Work instructions ▸ Among the entries below, how many lines have the string "cheek" in them? Only the number should be given.
START Provided information
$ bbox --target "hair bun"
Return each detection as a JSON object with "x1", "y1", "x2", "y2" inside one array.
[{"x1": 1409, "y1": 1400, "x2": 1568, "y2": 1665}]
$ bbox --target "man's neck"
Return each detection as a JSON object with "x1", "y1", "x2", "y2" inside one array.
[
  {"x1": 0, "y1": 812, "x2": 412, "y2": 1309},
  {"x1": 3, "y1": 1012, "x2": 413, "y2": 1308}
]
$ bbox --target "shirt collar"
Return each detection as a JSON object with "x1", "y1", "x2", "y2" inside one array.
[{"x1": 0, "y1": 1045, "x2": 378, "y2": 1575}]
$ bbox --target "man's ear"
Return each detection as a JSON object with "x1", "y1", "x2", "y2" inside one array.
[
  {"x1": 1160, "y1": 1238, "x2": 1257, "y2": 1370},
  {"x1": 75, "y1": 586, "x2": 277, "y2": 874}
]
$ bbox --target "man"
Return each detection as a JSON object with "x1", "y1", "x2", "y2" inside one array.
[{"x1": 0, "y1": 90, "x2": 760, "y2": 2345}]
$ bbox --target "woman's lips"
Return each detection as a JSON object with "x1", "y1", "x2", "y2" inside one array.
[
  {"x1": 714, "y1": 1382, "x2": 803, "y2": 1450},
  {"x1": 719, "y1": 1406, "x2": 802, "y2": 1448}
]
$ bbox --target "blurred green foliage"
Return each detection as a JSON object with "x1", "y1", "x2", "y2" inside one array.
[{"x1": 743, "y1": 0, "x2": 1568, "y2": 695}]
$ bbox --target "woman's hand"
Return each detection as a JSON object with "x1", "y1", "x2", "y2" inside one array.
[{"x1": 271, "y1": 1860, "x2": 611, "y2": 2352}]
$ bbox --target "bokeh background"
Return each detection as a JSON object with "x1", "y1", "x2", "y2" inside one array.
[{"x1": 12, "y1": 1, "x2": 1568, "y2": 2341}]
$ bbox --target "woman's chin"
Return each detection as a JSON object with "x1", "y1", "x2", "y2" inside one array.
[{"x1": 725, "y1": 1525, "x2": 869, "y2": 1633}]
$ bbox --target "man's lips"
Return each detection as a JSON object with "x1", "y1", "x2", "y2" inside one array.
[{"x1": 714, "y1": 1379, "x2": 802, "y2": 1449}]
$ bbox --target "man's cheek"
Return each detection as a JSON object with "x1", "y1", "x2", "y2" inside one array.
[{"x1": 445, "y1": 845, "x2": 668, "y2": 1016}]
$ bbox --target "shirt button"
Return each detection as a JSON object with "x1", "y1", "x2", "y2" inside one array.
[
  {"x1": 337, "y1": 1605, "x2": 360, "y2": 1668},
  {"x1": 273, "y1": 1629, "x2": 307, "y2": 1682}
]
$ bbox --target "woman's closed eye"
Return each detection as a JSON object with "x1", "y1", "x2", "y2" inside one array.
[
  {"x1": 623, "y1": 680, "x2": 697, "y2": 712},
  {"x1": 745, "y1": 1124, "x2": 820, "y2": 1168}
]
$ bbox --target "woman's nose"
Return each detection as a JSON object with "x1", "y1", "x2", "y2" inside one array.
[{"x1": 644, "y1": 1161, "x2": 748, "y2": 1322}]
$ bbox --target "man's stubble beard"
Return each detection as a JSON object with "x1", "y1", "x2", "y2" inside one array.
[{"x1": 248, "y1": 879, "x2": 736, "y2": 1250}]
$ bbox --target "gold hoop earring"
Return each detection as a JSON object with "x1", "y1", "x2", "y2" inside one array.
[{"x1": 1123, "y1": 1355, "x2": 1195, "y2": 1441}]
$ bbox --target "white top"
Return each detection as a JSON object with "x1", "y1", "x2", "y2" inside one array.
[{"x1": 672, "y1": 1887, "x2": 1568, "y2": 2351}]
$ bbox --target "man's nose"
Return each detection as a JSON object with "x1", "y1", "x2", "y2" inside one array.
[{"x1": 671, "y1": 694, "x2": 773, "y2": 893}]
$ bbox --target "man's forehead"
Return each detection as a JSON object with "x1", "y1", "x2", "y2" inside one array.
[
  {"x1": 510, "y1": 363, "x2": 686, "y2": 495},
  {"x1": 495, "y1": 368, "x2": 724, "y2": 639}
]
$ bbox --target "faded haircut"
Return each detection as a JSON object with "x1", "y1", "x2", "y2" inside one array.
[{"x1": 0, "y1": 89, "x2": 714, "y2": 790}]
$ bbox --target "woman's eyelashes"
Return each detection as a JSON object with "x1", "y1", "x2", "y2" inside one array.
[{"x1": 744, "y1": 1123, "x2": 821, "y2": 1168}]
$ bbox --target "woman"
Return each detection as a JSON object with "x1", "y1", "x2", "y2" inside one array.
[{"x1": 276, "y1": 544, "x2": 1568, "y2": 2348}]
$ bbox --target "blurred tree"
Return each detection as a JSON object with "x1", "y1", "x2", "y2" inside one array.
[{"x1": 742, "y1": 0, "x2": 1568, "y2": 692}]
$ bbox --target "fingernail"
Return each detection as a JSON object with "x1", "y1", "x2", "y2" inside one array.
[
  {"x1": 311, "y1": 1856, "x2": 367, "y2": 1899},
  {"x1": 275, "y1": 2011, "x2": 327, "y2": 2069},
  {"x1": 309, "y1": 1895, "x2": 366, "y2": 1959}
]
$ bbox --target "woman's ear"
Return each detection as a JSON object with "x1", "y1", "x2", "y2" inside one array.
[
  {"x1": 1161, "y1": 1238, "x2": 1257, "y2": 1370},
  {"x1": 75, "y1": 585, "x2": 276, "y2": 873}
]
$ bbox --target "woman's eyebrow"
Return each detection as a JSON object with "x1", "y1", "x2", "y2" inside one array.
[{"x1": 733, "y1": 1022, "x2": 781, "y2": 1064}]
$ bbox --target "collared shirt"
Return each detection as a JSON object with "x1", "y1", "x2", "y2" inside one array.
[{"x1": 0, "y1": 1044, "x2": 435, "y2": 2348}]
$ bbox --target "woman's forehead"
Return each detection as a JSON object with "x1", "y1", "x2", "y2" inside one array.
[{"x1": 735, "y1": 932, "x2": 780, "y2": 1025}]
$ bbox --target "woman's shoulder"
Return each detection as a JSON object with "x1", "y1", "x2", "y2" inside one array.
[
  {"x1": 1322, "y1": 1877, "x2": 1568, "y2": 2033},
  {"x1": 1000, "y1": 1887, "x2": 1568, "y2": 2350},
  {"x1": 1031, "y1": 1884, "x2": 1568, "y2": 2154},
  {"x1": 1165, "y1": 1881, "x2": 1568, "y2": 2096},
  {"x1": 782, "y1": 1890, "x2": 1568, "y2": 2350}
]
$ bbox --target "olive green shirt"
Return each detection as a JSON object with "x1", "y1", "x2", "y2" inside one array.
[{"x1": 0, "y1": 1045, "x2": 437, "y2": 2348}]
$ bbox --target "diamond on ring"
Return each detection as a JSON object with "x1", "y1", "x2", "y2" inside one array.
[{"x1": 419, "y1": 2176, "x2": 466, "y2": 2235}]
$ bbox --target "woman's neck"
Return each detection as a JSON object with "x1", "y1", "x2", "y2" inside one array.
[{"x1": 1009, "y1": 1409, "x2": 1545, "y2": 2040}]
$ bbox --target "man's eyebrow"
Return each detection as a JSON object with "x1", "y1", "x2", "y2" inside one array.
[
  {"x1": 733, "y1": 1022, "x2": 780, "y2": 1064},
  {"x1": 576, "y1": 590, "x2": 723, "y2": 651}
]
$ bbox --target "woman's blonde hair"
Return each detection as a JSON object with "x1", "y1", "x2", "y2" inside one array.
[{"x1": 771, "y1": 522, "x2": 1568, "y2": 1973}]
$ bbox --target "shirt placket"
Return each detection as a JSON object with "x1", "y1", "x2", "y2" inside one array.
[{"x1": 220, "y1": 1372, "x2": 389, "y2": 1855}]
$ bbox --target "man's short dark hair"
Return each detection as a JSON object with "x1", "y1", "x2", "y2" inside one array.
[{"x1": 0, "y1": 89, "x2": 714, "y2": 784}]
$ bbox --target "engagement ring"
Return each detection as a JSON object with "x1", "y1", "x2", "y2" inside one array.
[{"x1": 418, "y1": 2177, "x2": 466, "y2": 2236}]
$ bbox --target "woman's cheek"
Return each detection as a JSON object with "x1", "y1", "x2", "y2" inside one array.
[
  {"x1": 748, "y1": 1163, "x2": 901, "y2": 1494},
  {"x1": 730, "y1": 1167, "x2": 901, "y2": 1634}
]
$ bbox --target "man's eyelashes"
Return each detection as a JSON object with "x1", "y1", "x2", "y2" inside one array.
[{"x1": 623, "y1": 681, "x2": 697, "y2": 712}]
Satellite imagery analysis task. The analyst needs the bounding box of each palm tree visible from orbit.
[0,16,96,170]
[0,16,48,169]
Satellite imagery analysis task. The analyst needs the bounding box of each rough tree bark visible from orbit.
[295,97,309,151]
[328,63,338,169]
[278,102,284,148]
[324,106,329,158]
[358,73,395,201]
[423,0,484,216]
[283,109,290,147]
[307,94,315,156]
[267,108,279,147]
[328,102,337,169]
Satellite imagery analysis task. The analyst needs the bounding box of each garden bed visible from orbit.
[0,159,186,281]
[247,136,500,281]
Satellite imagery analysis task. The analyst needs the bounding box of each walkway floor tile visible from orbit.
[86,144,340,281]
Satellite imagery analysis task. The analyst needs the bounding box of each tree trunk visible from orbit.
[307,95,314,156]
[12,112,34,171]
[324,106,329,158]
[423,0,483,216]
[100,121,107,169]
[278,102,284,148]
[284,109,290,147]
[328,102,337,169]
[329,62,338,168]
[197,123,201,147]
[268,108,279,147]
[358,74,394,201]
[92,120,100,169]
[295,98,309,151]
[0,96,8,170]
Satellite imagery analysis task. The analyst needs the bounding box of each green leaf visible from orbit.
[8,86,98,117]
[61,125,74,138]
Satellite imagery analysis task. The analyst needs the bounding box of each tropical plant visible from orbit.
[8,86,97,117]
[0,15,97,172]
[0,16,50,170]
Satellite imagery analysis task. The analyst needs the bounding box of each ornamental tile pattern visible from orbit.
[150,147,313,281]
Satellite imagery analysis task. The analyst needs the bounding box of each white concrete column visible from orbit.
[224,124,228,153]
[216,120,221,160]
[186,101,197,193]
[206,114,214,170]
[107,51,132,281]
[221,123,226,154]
END Provided information
Result for this exercise ▸ 2